---- RECORDS SHOWN
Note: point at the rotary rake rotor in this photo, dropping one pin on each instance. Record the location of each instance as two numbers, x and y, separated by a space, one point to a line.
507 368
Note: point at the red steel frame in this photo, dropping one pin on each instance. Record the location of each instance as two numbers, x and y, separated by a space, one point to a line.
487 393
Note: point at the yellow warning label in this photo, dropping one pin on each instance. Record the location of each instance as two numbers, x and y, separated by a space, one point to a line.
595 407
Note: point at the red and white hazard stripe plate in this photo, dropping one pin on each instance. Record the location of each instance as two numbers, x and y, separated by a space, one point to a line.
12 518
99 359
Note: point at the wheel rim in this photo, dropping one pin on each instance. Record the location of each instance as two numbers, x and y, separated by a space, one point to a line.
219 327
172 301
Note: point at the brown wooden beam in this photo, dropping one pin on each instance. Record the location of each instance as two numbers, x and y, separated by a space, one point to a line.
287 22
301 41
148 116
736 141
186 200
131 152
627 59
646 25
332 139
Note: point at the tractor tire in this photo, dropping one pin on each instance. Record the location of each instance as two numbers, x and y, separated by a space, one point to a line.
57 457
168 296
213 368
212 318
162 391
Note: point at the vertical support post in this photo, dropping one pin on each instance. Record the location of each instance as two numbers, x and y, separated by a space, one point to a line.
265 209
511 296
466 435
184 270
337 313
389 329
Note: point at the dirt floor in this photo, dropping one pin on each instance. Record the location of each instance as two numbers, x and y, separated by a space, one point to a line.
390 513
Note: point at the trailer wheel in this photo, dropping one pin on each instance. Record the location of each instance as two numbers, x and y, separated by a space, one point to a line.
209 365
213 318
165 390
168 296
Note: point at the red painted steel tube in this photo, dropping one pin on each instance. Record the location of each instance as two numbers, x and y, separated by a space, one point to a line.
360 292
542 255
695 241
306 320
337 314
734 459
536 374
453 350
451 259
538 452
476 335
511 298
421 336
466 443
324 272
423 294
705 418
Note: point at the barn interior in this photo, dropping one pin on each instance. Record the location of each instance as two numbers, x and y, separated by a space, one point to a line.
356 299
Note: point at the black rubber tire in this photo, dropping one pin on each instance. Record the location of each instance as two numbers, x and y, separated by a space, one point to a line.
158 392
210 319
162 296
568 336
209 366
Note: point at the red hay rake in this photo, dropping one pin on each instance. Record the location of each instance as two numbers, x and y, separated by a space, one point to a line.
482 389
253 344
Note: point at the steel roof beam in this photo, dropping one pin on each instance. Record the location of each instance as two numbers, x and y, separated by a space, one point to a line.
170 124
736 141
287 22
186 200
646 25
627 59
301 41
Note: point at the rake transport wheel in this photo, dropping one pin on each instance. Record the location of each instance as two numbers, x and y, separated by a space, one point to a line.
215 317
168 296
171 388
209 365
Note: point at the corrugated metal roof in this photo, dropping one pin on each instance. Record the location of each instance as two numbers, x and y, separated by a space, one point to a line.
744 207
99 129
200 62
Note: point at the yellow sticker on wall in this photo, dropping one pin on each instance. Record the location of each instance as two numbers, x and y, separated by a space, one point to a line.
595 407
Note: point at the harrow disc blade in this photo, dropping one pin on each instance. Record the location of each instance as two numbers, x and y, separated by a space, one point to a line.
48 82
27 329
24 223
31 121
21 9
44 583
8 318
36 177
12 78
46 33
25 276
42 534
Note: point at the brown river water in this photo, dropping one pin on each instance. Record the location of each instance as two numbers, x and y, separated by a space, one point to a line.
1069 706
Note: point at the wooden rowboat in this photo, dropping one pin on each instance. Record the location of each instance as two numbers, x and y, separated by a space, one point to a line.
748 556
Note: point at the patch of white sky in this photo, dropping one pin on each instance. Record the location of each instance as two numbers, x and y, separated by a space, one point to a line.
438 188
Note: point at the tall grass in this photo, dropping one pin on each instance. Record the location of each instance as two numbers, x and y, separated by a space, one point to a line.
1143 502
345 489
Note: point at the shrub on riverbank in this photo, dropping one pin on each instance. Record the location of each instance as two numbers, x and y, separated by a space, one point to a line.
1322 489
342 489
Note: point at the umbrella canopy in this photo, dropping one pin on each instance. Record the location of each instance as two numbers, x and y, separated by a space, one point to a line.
--------
**SHORT PROBLEM**
Please reproduce each line exactly as written.

**THE COMPLETED TASK**
Note: point at the rotary rake rotor in this photo, dropping one pin on each instance. Record the location of each instance as two numbers, x and y, separated by a space, one point to a line.
507 368
Note: point at the red steel frame in this photo, dropping one pin on each instance. Record the location of each instance as two numbers, x and y, separated by a space, one point to a line.
487 393
Note: point at the yellow warning label in this photo, dropping one pin on each instance. Record the location of each instance as two numbers, x and y, separated by a space, one point to a line.
595 407
Note: point at the red and white hazard stripe plate in this photo, dropping one pin on each instance. Record the location of each instance as two numbers, x and y, separated by a space, one point to a line.
12 518
99 359
Note: point at the wheel rim in this photo, dropping one pin on each instance. Record the location of each instance as two numbers, x and y, separated by a space, one point to a line.
219 327
172 301
Note: point at the brown wooden beam in this photo, dropping one pin on each instance. Record the location of each instance as two numbers, x and y, separated by a space, one point to a line.
287 22
301 41
148 116
736 141
186 200
131 152
627 59
646 25
332 139
Note: point at the tractor tire in this photo, dropping one pin on each instance. Record the location of each instance as two numbers, x and y, separated by a space, one point to a line.
57 457
168 296
213 368
212 318
162 391
Note: point at the vertical support post in this photo, dropping one pin on each instance. Record the location of each instance as two numbers, x and y, separated by a space, one point to a line.
265 209
511 296
466 435
184 270
337 313
389 329
Note: point at the dirt floor in this photo, dropping one pin on each instance. Record the location of each instance as two numbers, x and y, separated by a space, one point to a line.
390 513
Note: point at the trailer wheel in this photo, dropping one pin on each instance. Record the location of each instance as two numbers, x and y, separated by a space, one point to a line.
209 365
213 318
165 390
168 296
Note: point at the red painted steel tube in this photo, dropping one pin on each instance. Record the location of each instance as two numbers, x and y, separated by a space, one point to a line.
360 292
542 255
695 241
306 320
337 314
734 459
536 374
453 350
451 259
538 452
476 335
511 298
421 336
466 443
324 272
423 294
705 418
Note: point at the barn interior in this photo, dropping one pin on each instance. Record the location of each instance as two numbers, x and y, separated by a space, one point to a line.
356 299
Note: point at the black rubber tire in this photo, dropping one pin on each instance. Record the location of each instance as two numbers, x and y, separated by a space, one point to a line.
158 392
210 319
162 296
568 336
209 366
Note: point at the red hay rake in this photo, dropping one pin on each instance. Record the location of each instance as two numbers, x and y, separated by a space, one point to a line.
482 389
253 344
Note: point at the steel roof beam in this photo, dropping one pin on each instance. Record the location of each instance as two numbers, x and y, separated by a space, one point to a line.
170 124
736 141
287 22
186 200
646 25
627 59
301 41
Note: point at the rake transport wheel in this photo, dropping one pin on each instance. Record the location of each instance as two numbers, x and y, separated by a space, one point to a line.
215 317
168 296
171 388
209 365
Note: point at the corrugated metal roof in this photo, dropping one pin on each instance. Record the location of each instance as two numbers, x and y, separated by a space, one point to a line.
744 207
99 129
200 62
Note: point at the yellow sticker on wall in this photo, dropping one pin on each instance. Record the location of each instance as two numbers, x and y, separated by a space, one point to a line.
595 407
Note: point at the harrow disc blade in this photo, dropping one pin on each instance. Record the location of each instance as two numbers, x and y, separated by a space, one point to a line.
48 82
27 329
24 223
31 121
21 9
44 583
8 318
36 177
12 78
46 33
25 276
42 534
Note: point at the brown river water in this photo, dropping one pin on each instance. Record the location of each instance as two numbers, x and y, separated by a space, one point to a line.
1069 706
Note: point at the wooden rowboat in this photo, dropping one pin on each instance. Record the location of each instance as two numbers, x and y, separated by a space, one point to a line.
748 556
Note: point at the patch of white sky in this photo, dropping one pin on each instance. Record the location of each instance as two numbers, x and y, separated by a space, one point to a line.
438 188
Note: point at the tall grass in this photo, dropping one pin on each instance. Record the location of each instance as two numbers, x and y, separated by a space, one point to a line.
1143 502
345 489
Note: point at the shrub on riverbank in this photo, dropping one pin on each instance. Record the location of each instance as two numbers, x and y, separated by a space, one point to a line.
1322 489
342 489
Note: point at the umbrella canopy in this photo, dropping one pin on each instance. Record the location of each instance as two numbers, x and y, separated by a space, one point to a line.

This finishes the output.